▶ [Task prompt]: Go through the rows below and copy out every line that contains the word "building".

▶ [Records supplied]:
— Begin —

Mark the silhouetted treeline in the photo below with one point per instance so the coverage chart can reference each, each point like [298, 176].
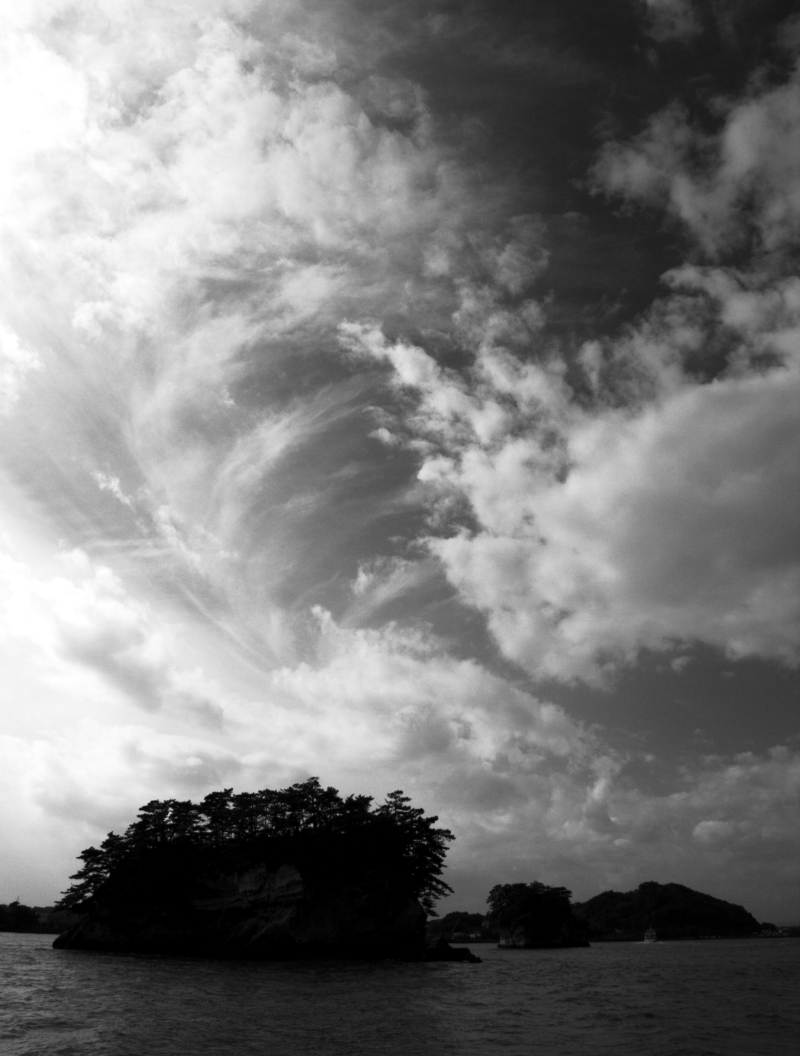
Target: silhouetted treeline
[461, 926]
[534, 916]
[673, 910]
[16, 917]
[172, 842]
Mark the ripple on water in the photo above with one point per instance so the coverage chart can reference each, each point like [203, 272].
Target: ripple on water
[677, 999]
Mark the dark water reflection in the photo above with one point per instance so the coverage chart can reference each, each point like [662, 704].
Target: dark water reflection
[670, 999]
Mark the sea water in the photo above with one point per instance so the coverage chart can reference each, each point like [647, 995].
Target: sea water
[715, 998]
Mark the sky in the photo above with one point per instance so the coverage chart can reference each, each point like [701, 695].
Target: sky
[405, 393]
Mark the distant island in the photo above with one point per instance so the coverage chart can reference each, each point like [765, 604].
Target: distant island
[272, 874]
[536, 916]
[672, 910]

— End —
— Begin —

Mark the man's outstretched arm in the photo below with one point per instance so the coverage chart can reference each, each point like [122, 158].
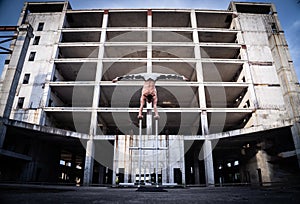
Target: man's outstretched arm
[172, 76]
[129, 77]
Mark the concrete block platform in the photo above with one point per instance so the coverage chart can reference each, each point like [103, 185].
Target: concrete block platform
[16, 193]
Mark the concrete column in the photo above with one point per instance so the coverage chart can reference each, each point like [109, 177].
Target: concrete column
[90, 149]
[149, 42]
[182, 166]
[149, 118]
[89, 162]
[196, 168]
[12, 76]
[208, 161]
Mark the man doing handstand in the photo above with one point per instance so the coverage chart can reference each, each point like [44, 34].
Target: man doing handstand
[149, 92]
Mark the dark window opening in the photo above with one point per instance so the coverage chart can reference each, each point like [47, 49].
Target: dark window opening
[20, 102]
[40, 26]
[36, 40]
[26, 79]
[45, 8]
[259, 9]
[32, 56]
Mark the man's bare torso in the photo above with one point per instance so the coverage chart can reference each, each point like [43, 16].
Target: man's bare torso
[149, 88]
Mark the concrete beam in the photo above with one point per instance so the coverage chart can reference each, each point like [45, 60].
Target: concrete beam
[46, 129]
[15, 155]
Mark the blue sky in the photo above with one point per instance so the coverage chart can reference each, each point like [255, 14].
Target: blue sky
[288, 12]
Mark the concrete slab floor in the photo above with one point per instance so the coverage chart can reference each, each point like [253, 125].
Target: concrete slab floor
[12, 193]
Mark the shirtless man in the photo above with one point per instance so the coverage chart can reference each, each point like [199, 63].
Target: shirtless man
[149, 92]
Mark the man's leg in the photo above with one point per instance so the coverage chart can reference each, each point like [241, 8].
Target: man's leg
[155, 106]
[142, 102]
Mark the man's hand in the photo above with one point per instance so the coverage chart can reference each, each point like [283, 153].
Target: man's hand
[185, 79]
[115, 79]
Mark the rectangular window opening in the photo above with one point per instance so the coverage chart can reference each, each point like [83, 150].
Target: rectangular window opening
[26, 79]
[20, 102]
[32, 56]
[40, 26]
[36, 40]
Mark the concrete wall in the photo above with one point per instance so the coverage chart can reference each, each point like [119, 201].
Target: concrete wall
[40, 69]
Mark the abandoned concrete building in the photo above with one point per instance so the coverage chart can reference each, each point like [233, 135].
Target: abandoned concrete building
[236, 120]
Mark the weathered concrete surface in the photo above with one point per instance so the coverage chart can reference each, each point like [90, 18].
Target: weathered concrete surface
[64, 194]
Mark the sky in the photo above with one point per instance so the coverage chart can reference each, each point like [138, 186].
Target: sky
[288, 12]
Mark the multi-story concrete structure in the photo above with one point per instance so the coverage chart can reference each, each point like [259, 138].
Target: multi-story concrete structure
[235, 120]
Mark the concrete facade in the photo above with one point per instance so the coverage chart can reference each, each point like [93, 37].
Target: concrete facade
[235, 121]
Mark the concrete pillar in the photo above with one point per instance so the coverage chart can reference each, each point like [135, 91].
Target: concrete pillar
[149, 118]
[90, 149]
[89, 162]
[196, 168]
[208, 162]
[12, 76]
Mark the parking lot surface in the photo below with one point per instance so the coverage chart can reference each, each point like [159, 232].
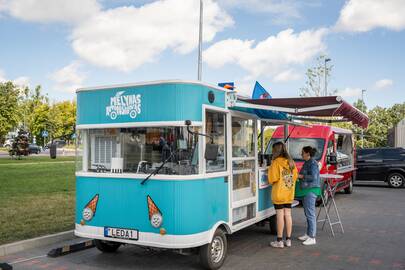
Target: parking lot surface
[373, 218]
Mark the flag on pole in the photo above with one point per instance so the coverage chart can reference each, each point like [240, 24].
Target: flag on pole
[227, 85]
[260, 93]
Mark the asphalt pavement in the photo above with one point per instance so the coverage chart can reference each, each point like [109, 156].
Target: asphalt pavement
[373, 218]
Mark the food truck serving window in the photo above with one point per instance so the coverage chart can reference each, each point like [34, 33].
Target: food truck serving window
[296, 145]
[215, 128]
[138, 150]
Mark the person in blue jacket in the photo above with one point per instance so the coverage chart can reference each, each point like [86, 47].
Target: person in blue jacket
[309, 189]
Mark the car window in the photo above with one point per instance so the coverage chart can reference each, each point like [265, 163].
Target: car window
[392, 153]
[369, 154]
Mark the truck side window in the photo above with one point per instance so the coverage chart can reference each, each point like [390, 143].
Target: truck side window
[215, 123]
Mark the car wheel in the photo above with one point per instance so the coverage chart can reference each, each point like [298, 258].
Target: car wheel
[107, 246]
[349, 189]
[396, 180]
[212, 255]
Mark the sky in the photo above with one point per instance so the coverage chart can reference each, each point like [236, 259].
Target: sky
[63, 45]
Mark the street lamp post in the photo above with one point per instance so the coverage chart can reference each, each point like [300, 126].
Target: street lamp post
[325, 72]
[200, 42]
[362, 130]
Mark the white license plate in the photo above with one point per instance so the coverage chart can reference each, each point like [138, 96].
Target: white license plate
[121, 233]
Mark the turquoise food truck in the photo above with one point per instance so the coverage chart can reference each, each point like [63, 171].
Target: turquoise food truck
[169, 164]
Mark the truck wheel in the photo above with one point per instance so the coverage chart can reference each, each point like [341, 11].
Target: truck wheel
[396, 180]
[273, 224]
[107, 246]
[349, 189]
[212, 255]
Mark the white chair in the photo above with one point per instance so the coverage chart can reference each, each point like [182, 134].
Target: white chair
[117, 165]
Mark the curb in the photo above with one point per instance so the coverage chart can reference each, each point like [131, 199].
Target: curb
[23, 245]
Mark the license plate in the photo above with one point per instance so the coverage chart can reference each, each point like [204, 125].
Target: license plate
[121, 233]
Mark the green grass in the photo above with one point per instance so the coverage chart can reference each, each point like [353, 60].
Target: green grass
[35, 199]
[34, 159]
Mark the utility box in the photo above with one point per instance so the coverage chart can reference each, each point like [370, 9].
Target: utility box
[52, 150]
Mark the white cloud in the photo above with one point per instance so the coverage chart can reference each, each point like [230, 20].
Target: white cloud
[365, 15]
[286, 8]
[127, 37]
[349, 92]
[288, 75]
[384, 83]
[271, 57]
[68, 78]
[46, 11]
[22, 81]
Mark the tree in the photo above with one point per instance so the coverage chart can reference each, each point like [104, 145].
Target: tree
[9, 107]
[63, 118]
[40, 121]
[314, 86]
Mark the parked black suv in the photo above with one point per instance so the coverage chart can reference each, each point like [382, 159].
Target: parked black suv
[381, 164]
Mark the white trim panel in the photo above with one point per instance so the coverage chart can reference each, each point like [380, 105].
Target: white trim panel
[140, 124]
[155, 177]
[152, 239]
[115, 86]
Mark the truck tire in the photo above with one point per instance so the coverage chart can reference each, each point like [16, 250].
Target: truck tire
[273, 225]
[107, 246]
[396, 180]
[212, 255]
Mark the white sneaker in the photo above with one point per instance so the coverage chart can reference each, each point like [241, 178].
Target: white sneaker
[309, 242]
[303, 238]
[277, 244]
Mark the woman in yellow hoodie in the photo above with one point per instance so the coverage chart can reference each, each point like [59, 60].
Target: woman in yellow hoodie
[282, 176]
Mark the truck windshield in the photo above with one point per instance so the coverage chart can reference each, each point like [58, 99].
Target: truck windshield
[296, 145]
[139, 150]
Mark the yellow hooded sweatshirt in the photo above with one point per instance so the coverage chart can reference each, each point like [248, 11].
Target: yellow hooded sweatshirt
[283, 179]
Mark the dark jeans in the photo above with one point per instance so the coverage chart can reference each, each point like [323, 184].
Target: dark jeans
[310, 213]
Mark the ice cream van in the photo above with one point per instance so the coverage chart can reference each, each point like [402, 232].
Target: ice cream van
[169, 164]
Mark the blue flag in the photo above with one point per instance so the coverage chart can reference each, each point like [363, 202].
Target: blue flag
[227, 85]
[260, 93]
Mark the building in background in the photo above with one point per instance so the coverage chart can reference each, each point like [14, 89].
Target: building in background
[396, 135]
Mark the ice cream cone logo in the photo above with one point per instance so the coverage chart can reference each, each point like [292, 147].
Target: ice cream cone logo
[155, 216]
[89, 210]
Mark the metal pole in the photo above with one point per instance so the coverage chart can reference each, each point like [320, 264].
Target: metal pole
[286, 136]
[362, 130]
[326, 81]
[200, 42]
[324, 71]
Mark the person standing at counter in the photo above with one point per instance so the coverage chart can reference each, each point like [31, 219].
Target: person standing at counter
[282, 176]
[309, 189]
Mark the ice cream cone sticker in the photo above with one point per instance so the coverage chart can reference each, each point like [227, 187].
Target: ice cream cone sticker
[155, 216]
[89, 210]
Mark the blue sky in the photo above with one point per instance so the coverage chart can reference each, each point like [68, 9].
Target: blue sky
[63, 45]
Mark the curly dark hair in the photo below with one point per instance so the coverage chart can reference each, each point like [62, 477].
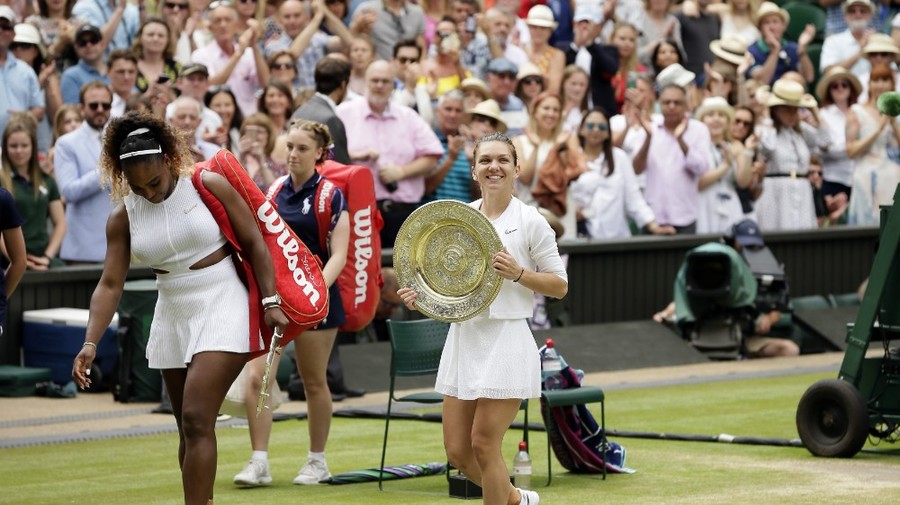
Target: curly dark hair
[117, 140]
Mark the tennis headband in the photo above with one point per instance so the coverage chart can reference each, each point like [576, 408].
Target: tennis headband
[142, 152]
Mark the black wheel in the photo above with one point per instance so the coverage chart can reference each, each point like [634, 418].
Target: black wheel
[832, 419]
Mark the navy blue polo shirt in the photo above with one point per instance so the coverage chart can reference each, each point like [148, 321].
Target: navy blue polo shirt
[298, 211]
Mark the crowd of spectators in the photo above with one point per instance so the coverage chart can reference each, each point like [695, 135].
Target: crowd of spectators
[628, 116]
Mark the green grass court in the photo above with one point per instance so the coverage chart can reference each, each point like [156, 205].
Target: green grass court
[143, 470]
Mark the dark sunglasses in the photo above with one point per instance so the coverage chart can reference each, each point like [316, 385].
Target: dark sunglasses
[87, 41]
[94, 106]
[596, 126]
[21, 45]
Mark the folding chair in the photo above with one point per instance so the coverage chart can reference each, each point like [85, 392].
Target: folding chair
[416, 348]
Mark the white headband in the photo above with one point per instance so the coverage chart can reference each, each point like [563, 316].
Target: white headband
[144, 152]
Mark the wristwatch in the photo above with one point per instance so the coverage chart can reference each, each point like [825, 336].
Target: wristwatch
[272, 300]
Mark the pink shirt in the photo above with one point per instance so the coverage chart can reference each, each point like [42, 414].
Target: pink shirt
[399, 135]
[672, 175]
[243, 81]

— End —
— Begin —

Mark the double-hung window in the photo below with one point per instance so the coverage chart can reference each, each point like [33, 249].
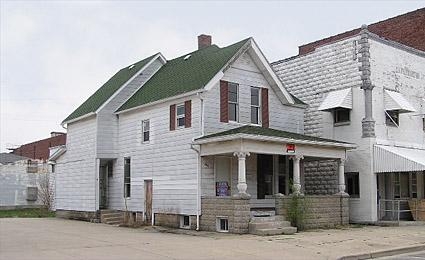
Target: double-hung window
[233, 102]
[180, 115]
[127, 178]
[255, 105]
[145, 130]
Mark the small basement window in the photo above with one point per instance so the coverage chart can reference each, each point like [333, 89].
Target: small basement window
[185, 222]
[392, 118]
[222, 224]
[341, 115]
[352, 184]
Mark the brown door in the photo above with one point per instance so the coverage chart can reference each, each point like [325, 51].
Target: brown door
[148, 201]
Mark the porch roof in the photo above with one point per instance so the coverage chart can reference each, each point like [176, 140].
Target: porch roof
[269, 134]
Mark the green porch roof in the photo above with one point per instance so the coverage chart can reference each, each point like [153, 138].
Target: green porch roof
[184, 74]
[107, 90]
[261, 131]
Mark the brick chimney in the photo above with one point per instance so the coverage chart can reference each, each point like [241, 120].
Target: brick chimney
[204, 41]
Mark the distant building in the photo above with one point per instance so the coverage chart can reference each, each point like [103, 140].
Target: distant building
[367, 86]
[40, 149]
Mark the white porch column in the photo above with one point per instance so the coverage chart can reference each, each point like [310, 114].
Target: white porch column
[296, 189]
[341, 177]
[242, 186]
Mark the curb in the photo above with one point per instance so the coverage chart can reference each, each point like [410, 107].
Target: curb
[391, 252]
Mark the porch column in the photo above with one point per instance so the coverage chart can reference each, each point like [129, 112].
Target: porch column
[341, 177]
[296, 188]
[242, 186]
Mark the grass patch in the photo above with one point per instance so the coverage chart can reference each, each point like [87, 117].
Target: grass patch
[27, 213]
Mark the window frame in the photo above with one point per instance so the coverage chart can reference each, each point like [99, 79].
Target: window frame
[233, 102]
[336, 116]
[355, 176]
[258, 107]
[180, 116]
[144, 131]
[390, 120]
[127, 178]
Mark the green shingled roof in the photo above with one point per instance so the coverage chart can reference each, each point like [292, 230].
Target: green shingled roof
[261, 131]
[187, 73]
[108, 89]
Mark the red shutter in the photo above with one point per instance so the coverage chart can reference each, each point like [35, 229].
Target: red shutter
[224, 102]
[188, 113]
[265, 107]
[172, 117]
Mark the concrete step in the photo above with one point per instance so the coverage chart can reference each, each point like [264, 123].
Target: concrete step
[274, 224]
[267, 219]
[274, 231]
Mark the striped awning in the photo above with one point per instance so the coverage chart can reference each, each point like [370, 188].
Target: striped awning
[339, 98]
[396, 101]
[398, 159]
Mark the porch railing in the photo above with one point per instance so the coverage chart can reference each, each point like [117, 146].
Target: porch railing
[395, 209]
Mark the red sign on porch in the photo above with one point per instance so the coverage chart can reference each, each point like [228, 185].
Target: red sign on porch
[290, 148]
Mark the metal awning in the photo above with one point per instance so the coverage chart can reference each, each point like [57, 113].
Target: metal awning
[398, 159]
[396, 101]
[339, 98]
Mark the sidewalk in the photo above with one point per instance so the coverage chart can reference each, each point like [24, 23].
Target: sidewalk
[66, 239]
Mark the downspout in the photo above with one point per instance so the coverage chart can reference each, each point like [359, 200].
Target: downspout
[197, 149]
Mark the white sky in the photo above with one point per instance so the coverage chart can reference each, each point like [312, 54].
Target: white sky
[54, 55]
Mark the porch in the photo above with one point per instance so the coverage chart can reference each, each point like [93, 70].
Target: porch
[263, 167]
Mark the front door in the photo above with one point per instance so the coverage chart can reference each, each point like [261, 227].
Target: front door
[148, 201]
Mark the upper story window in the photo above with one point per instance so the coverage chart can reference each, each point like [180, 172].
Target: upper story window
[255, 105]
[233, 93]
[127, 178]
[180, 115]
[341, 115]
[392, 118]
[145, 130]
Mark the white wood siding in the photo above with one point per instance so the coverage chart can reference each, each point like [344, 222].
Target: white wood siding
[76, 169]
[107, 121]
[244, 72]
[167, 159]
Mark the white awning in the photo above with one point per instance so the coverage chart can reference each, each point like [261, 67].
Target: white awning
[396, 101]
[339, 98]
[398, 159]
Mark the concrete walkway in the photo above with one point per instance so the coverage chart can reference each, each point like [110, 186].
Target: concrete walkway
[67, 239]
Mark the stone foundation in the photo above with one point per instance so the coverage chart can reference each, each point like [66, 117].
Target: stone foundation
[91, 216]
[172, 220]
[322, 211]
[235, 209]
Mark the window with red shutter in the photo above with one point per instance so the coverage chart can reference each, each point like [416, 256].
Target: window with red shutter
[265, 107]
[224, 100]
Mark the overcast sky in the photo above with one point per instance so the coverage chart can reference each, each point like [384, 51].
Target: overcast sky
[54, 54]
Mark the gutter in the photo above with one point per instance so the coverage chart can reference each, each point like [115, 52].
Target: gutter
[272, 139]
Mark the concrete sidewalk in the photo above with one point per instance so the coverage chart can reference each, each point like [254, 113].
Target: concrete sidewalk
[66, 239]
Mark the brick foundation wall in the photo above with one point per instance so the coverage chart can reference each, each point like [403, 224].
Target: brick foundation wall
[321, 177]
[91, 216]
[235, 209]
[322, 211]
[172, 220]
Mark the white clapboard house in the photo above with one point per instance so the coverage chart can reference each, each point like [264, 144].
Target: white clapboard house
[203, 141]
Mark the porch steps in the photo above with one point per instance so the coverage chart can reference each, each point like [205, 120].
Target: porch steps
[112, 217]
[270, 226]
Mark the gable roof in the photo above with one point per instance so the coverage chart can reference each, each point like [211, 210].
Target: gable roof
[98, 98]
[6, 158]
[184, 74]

— End —

▶ [Output]:
Mark the abandoned concrete building in the photo above with one point per instance so the coverage chart can reference each, each point like [233, 135].
Target: abandoned concrete building
Mark the building in background in the photo above with one point per instance so the coverage chart can reference each, each point like [14, 89].
Target: building in background
Mark the distant building in the photo above with one point per instance so the coverage chart can reference each, each point like [103, 140].
Target: distant building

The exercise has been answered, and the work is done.